ACTIVITY.
Every line from the one holding "Would you mind placing a dot on the lightning striking" through the one holding "(1022, 485)" in the data below must be returned exactly, both ends included, with pictures left out and nothing else added.

ENTRIES PROVIDED.
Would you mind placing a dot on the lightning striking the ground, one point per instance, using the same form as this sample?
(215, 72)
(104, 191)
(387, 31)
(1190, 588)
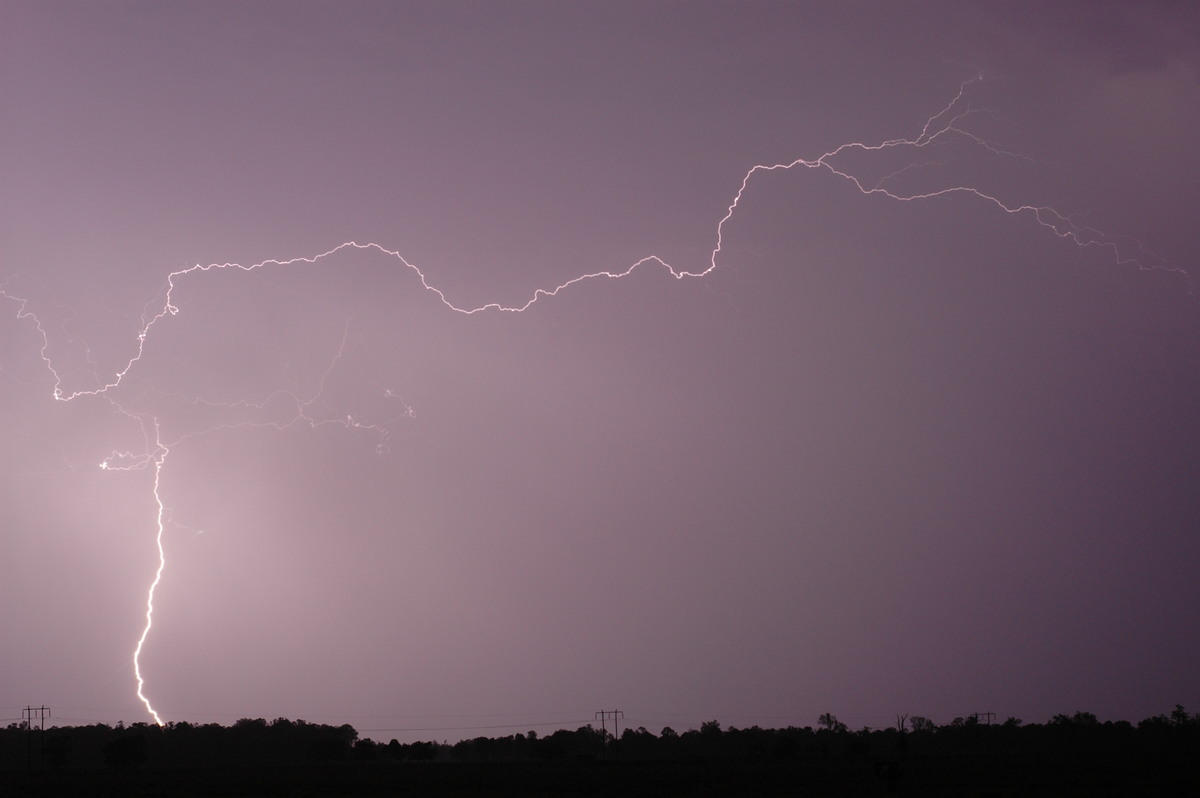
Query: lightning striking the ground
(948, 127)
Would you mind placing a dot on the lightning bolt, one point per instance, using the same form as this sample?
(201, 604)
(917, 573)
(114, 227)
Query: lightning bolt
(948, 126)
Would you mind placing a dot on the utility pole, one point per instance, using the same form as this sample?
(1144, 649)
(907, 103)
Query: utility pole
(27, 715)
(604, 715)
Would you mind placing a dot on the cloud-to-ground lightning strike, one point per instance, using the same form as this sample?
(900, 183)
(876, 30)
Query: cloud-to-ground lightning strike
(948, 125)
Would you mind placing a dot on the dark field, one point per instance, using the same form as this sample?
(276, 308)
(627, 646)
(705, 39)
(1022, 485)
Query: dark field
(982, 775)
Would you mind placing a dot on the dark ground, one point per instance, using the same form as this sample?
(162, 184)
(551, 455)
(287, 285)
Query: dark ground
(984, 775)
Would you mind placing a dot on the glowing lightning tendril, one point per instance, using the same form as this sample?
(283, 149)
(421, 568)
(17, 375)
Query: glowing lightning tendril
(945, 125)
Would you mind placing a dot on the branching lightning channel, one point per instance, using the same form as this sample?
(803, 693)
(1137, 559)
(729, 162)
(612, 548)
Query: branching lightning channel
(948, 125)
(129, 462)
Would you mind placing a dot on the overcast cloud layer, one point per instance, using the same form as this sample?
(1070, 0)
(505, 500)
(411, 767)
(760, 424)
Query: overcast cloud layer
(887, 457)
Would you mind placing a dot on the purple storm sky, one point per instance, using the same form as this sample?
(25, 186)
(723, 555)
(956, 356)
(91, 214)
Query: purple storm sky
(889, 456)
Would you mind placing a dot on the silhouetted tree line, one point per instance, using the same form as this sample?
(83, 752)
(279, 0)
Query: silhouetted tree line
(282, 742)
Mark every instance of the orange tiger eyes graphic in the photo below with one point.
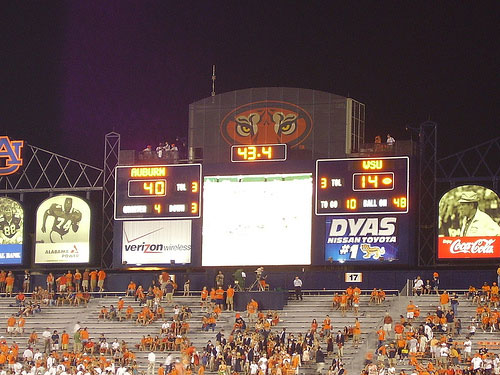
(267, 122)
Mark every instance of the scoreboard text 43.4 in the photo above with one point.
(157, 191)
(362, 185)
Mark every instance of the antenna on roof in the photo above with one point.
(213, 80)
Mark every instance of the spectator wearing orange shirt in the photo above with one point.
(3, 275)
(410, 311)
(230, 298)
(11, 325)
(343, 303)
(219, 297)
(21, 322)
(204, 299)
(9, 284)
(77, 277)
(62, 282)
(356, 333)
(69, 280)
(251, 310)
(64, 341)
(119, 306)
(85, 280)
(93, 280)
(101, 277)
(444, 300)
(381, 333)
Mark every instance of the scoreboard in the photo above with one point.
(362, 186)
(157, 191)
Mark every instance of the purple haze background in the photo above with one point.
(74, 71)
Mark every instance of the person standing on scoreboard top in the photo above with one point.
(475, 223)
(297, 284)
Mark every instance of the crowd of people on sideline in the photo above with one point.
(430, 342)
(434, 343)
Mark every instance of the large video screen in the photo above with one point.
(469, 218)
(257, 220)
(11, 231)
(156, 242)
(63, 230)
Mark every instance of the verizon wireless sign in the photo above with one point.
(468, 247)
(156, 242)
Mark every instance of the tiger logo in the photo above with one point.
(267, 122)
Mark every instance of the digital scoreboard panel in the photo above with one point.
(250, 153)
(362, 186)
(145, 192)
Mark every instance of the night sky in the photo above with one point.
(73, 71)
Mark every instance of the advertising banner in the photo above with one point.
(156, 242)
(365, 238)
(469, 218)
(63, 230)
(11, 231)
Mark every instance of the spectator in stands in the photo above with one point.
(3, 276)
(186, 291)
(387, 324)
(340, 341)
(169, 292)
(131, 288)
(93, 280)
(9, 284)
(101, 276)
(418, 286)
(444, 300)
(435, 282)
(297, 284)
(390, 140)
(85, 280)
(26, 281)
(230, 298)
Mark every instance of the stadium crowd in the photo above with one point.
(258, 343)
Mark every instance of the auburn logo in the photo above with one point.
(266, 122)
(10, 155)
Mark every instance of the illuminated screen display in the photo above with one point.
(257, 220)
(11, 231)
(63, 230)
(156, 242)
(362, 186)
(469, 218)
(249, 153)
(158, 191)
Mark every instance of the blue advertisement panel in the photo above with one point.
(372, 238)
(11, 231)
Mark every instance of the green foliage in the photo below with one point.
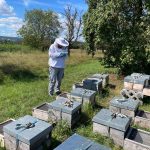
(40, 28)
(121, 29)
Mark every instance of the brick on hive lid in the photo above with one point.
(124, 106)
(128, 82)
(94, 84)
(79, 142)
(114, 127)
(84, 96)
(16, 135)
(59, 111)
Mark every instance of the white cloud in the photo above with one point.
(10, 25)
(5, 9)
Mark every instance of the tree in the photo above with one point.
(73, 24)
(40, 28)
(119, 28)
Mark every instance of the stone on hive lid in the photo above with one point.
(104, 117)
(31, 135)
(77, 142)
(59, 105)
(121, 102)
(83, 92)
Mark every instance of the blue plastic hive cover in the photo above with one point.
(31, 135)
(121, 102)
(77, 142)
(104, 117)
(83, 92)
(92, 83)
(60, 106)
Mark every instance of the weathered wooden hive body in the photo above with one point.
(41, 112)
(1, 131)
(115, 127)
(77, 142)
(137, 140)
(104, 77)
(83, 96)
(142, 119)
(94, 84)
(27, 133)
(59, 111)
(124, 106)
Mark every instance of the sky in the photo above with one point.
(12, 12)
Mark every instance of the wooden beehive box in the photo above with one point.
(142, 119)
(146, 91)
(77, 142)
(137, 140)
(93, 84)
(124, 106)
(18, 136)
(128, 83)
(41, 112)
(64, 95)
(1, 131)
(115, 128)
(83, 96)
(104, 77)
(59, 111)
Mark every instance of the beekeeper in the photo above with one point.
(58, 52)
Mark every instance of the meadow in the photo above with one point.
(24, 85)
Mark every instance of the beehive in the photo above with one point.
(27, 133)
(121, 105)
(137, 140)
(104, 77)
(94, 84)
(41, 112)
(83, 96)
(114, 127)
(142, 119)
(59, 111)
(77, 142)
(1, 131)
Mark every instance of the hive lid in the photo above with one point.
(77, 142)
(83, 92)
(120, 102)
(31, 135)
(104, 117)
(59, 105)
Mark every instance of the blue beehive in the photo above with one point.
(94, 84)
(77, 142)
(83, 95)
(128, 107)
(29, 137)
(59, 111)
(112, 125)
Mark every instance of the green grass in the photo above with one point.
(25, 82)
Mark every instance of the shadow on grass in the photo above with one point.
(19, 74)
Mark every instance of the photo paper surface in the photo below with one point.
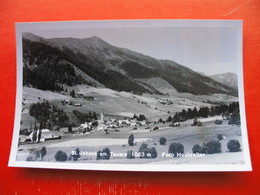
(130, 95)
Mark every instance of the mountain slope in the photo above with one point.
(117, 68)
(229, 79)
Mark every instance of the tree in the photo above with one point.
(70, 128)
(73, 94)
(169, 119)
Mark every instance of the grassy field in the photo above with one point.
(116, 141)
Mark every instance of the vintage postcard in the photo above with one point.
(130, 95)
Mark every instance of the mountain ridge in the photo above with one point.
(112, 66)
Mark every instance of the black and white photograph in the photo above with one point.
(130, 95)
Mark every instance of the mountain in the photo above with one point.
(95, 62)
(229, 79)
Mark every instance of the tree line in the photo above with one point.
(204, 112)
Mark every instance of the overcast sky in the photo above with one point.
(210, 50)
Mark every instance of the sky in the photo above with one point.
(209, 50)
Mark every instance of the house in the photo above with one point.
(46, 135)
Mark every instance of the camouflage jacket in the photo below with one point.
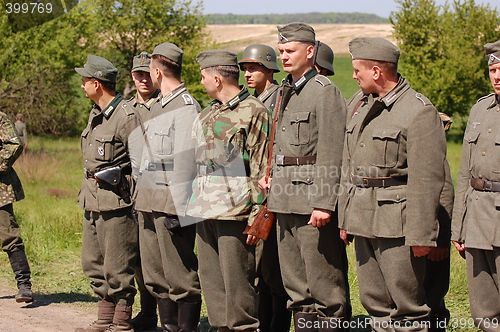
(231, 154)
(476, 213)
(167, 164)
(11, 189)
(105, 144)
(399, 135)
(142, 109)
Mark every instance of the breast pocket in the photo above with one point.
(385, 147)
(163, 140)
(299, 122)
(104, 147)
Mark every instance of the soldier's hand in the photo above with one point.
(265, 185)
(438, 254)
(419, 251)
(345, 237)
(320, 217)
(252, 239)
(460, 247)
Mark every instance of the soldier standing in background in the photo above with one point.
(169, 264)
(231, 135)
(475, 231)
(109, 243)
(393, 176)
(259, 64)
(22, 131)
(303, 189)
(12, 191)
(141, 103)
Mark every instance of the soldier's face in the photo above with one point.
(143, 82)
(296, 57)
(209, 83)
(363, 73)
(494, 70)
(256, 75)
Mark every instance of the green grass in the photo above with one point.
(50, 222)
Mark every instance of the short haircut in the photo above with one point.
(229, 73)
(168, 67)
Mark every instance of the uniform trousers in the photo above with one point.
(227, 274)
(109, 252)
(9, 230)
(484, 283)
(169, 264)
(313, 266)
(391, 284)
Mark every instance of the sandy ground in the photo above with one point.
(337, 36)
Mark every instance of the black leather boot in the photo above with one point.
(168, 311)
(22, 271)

--

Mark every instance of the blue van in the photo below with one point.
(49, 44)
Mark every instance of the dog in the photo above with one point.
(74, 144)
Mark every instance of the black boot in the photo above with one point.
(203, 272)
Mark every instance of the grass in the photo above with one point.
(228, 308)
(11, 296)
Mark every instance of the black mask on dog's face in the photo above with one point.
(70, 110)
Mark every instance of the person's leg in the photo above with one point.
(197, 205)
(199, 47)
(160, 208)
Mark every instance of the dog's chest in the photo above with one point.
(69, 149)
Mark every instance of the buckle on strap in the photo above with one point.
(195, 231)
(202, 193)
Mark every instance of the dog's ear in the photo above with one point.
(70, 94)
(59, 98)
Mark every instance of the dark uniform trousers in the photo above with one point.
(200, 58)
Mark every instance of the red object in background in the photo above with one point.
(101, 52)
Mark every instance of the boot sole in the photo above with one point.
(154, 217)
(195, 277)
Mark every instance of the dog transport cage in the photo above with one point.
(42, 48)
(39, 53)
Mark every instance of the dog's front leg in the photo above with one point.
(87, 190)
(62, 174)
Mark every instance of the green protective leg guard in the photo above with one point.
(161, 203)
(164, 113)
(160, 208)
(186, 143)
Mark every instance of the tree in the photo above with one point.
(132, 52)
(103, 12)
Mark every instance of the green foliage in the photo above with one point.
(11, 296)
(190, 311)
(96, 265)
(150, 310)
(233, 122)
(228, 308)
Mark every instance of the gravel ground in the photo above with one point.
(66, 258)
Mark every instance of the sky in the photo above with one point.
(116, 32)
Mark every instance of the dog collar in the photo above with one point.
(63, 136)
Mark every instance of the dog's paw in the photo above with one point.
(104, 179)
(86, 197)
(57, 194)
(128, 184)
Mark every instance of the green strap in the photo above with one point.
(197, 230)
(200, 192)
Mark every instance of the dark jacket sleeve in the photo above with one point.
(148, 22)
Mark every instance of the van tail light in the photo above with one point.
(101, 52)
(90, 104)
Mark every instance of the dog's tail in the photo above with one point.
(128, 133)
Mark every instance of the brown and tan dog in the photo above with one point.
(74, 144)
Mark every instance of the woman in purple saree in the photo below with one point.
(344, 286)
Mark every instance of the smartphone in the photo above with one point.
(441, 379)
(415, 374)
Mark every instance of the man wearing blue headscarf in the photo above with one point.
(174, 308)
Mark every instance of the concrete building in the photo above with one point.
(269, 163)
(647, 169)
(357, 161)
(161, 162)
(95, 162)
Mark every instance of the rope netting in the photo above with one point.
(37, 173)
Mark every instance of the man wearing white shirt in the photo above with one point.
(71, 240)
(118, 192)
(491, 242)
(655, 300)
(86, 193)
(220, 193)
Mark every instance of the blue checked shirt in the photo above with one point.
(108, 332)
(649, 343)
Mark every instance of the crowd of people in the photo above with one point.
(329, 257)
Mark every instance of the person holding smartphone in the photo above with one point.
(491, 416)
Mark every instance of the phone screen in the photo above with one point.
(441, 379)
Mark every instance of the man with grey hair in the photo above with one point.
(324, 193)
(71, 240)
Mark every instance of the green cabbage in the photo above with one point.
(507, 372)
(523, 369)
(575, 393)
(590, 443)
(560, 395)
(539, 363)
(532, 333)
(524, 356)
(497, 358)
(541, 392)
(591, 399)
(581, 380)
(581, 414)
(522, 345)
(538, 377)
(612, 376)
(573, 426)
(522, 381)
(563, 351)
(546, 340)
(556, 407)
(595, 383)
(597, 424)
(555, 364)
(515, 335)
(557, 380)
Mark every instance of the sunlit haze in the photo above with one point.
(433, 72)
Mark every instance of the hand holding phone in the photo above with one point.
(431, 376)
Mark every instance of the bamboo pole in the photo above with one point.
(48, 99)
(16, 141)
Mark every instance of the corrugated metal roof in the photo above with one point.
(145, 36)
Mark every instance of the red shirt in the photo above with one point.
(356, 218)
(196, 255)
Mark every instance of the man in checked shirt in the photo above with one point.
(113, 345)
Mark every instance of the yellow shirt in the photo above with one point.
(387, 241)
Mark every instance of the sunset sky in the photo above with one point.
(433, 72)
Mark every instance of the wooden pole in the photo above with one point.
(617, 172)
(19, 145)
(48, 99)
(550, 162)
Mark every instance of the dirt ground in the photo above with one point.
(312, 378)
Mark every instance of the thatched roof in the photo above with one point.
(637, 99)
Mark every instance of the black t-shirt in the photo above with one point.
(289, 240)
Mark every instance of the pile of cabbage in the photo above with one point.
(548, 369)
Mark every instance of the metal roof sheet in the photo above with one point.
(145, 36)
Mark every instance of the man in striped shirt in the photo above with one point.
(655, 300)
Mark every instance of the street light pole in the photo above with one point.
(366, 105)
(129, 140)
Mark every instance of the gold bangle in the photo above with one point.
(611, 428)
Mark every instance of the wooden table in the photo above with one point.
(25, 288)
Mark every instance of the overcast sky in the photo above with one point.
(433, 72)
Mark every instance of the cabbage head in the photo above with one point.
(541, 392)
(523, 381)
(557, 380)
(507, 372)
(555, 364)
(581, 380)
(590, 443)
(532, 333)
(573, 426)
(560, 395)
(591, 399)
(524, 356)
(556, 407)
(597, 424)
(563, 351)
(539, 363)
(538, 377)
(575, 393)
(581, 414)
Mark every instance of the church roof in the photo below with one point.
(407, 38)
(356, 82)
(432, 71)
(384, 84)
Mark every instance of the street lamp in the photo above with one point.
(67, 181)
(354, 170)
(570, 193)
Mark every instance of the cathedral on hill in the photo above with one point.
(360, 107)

...

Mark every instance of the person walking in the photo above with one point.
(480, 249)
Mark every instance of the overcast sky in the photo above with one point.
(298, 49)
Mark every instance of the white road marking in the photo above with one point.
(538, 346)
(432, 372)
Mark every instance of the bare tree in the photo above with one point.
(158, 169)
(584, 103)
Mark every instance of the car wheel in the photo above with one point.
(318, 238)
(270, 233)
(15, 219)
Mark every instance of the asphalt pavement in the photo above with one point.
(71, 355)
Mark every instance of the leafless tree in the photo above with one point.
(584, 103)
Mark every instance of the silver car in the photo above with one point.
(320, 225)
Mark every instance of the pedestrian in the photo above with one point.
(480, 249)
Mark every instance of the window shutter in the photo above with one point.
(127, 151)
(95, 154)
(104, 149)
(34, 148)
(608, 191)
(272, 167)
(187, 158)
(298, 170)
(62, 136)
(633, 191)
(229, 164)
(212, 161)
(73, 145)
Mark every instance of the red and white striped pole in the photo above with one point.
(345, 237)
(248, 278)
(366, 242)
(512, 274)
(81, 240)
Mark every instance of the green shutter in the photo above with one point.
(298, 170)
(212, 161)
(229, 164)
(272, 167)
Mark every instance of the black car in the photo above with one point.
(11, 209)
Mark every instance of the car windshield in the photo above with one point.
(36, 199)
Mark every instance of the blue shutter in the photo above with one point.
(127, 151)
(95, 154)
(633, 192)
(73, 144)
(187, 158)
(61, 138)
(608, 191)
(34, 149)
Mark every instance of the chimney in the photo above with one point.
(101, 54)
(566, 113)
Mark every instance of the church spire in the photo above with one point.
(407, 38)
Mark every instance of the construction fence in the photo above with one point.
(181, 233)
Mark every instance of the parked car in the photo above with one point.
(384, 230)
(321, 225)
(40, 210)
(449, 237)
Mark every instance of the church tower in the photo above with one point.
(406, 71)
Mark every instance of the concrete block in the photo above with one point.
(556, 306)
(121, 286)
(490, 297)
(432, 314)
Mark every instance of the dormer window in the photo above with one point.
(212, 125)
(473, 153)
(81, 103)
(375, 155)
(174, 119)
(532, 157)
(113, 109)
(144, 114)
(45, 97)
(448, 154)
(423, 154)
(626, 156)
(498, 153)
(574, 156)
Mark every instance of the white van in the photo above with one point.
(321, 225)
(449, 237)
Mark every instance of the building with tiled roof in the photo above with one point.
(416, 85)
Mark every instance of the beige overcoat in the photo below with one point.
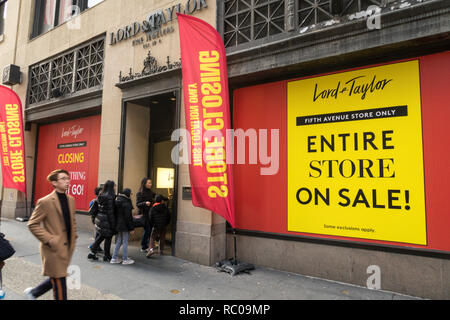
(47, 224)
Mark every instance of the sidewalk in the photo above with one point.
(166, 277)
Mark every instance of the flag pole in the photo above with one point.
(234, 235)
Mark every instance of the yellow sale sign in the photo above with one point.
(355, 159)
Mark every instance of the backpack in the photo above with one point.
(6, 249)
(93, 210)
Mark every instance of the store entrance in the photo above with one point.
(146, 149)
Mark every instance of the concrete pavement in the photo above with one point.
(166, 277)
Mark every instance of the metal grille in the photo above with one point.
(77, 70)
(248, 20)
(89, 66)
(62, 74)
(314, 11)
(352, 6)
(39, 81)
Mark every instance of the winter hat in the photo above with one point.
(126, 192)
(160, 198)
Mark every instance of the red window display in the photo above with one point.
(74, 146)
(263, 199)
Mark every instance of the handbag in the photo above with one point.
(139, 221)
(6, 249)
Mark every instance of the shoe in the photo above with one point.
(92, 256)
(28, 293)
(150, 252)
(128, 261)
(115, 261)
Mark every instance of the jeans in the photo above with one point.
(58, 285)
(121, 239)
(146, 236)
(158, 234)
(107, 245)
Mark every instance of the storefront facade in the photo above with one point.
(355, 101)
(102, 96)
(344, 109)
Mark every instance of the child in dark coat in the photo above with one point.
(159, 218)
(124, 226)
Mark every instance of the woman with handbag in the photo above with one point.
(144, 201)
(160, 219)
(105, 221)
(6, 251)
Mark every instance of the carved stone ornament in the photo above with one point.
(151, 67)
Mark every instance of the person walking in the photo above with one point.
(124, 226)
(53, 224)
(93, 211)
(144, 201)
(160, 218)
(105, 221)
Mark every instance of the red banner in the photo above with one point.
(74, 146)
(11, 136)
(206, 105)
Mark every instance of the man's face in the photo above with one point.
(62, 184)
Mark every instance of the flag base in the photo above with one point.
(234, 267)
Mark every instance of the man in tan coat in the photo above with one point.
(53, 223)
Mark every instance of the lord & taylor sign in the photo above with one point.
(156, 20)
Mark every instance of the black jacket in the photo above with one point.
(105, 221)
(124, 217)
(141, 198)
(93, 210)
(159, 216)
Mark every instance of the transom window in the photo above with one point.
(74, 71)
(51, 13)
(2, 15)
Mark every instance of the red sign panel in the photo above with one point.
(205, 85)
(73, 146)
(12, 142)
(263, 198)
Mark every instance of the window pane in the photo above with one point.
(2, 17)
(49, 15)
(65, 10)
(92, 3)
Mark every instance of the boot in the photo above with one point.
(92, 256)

WRITTEN RESPONSE.
Would you mind placing a dot on the lightning striking the ground, one point per instance, using the same form as this sample?
(215, 72)
(104, 191)
(387, 31)
(1190, 588)
Query: lightning striking the ground
(948, 127)
Would you mind placing a dot on the lightning bolt, one point per instance, using the same form as this sample?
(201, 604)
(917, 573)
(114, 227)
Query: lightning bolt
(948, 126)
Would you mind placing a dot on the utility pole, one point per instance, using the same form as this sample?
(1144, 649)
(907, 103)
Query: utility pole
(27, 715)
(604, 715)
Would you mind placing a dot on the cloud-to-ground lightning strike, one point per instance, using the same form as this sample?
(900, 183)
(876, 30)
Query: cloud-to-ground lightning strike
(948, 125)
Would you mind placing a dot on the dark field, one point per instance, using the same form as this sample?
(276, 308)
(627, 646)
(705, 39)
(1022, 485)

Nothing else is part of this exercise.